- _Exercise passage_
Just as civil history records the epochs of the revolutions of human affairs and the occurrence of moral events, so does natural history record the physical development and transformations of the world, he claimed.

In his creation of heaven and earth, God had made only the matter of the universe.

The earth's consolidation, with the introduction of water, the birth of volcanoes, the separation of continents, the generation of animals and the emergence of the human race, constituted the history of all organic substance, which Buffon was to term les époques de la nature in the most celebrated volume of his work, bearing that title, published in 1778.

From his manuscripts it appears that he supposed the earth might be 3 million years old, but in print he allowed only a total of around 75,000 years. 3 His notion of a species Buffon's early interest in mathematics had included research in infinitesimal calculus, a subject which accorded well with the ancient doctrine to which he subscribed, of a natural chain of being, or scala naturae , linking all vegetables and animals by a series of gradations of their physical form.

In part because he accepted that Nature's ladder consisted of unbroken steps, each in its place from the start, Buffon doubted the central premise of what would become evolutionary or Darwinian biology, according to which one species generates another.

Along lines corresponding to Plato's theory of Forms, he even maintained that, because species are perpetual and permanent, they comprise the only true beings in Nature.

- _Your assignment_
Can you give the Buffon passage again, between "From his manuscripts" and "species generates another.", inclusive, with "unbroken" changed to "continuous"?

- _Data shown_
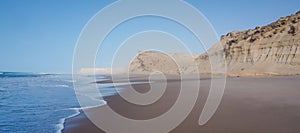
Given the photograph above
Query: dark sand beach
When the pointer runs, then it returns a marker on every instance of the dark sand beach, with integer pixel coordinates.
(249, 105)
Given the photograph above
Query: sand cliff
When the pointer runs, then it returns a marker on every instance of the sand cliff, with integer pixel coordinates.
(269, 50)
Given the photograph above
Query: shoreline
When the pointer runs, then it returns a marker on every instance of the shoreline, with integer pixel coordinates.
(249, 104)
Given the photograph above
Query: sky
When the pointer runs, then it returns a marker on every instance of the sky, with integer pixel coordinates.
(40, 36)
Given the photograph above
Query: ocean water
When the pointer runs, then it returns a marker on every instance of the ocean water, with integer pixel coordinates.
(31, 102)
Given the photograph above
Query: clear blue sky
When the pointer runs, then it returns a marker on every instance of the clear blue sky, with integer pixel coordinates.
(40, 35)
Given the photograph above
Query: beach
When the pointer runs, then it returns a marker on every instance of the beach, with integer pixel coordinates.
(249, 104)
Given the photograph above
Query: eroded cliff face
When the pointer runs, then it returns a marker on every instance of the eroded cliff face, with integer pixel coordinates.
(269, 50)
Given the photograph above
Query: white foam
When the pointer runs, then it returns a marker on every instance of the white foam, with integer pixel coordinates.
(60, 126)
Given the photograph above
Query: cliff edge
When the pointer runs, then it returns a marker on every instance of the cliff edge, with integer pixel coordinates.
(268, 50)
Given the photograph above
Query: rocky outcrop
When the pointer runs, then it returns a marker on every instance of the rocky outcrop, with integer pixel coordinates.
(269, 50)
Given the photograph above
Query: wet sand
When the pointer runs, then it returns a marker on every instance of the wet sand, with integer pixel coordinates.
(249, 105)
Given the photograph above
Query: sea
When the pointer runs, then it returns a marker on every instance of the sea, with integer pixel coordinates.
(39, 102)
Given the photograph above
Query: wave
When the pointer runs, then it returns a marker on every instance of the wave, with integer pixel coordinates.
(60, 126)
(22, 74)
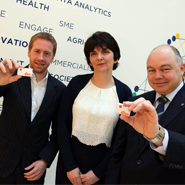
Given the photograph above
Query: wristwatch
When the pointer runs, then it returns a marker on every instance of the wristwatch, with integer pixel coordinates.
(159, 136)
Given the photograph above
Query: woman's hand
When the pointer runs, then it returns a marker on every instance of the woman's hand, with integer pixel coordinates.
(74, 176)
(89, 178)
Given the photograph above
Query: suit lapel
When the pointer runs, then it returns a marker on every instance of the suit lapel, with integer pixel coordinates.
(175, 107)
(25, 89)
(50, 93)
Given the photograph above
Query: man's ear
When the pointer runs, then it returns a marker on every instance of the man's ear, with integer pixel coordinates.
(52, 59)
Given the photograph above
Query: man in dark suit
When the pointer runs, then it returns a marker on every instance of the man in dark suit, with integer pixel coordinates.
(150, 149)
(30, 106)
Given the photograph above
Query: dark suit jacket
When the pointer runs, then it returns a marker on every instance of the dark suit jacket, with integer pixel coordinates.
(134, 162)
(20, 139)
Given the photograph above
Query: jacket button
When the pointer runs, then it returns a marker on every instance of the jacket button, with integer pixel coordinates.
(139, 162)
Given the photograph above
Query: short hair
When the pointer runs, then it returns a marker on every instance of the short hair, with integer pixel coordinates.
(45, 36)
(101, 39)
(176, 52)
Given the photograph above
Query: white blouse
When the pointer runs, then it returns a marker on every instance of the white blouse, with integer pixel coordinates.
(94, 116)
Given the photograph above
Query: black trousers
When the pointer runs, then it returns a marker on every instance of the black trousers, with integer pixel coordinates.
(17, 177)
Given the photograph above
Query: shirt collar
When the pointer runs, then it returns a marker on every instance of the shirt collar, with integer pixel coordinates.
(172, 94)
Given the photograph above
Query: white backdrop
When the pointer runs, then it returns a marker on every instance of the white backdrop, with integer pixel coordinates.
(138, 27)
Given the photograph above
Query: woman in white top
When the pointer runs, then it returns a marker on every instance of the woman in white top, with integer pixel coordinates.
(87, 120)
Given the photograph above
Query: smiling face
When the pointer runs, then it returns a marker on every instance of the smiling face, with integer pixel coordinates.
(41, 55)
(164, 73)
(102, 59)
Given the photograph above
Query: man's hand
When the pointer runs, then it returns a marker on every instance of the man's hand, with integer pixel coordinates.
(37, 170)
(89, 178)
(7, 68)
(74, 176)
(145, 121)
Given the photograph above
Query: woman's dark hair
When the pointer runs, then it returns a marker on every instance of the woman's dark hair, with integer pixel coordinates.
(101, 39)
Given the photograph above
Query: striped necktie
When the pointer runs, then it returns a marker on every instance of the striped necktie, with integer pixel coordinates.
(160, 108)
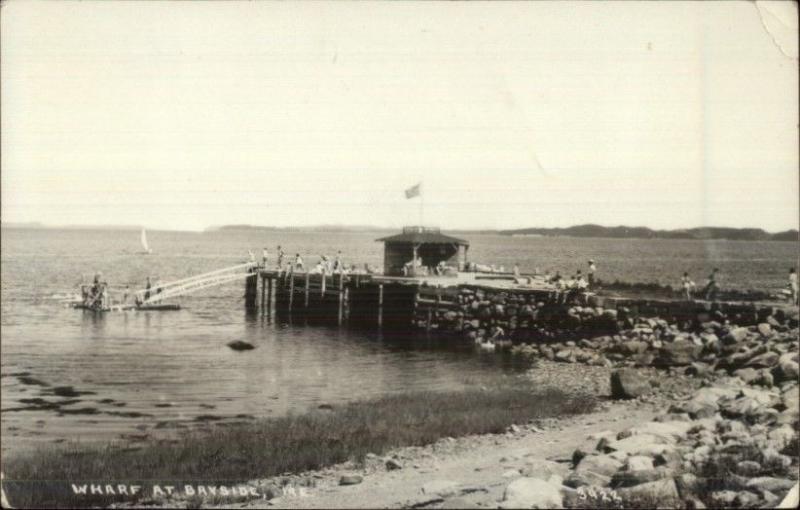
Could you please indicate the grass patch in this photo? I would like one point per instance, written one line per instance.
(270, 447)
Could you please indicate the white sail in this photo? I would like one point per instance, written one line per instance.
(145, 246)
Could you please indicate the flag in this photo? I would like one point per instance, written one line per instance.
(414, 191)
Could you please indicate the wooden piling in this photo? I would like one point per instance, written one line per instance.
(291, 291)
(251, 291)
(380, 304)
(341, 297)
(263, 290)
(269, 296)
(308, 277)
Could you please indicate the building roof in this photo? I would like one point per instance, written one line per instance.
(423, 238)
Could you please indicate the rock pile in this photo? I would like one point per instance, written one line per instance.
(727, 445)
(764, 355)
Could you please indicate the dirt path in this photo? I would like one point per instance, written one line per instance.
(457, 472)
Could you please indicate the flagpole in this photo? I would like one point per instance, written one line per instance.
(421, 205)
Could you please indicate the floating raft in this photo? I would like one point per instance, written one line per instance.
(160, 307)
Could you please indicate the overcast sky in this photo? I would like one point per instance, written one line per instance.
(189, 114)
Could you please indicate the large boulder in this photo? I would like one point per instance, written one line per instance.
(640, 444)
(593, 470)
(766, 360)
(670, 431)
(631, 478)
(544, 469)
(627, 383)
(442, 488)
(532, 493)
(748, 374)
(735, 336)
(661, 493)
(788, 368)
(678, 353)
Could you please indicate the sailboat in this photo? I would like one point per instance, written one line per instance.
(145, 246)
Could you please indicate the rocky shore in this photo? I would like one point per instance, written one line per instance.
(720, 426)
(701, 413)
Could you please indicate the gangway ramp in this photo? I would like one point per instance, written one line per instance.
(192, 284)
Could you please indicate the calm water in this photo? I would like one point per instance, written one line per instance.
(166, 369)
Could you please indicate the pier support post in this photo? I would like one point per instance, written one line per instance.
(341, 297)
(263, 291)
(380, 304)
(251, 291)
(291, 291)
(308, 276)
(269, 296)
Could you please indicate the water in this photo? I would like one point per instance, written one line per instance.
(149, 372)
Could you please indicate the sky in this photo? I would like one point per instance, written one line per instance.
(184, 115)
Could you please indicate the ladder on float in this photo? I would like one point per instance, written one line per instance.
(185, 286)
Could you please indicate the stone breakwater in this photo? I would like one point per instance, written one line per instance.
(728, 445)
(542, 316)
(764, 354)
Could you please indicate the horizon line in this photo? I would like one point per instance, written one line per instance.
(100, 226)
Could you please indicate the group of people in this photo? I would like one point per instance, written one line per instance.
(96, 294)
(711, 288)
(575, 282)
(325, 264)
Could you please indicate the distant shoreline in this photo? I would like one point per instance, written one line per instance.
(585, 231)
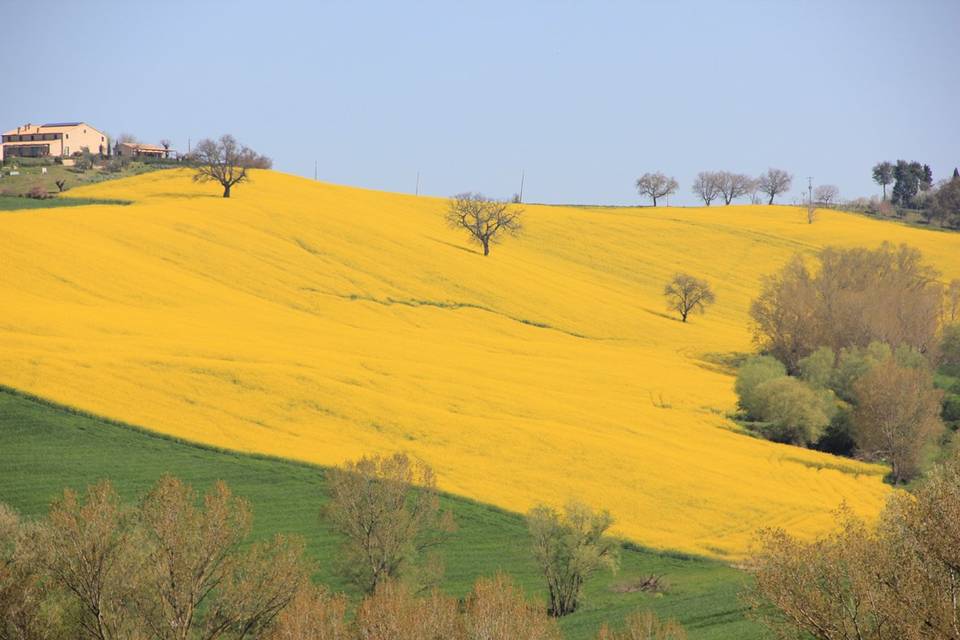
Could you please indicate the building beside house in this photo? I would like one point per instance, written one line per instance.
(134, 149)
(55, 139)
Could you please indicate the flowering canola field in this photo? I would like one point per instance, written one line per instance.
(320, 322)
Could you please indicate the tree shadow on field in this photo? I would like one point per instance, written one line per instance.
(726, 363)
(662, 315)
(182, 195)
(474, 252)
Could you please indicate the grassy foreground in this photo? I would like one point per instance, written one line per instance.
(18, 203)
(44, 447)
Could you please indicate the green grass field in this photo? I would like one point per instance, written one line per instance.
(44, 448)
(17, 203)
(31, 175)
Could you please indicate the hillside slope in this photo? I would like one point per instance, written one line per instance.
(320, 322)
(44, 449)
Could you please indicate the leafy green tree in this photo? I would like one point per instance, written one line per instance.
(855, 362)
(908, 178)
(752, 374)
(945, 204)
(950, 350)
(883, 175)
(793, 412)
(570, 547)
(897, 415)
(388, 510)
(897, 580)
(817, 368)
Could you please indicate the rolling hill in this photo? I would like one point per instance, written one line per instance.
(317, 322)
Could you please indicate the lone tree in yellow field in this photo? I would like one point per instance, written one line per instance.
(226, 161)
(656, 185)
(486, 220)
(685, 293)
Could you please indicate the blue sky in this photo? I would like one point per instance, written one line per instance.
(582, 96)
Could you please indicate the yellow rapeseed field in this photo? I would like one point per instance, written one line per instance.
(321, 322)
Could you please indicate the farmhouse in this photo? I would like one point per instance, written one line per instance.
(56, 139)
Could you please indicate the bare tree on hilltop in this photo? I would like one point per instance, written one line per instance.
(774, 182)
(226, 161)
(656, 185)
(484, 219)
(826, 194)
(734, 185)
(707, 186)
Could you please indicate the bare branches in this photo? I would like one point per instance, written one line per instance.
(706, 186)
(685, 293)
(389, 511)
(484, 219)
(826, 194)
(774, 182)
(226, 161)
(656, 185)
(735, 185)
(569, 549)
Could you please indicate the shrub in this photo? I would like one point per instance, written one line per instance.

- _Response area_
From his manuscripts it appears that he supposed the earth might be 3 million years old, but in print he allowed only a total of around 75,000 years. 3 His notion of a species Buffon's early interest in mathematics had included research in infinitesimal calculus, a subject which accorded well with the ancient doctrine to which he subscribed, of a natural chain of being, or scala naturae , linking all vegetables and animals by a series of gradations of their physical form.

In part because he accepted that Nature's ladder consisted of continuous steps, each in its place from the start, Buffon doubted the central premise of what would become evolutionary or Darwinian biology, according to which one species generates another.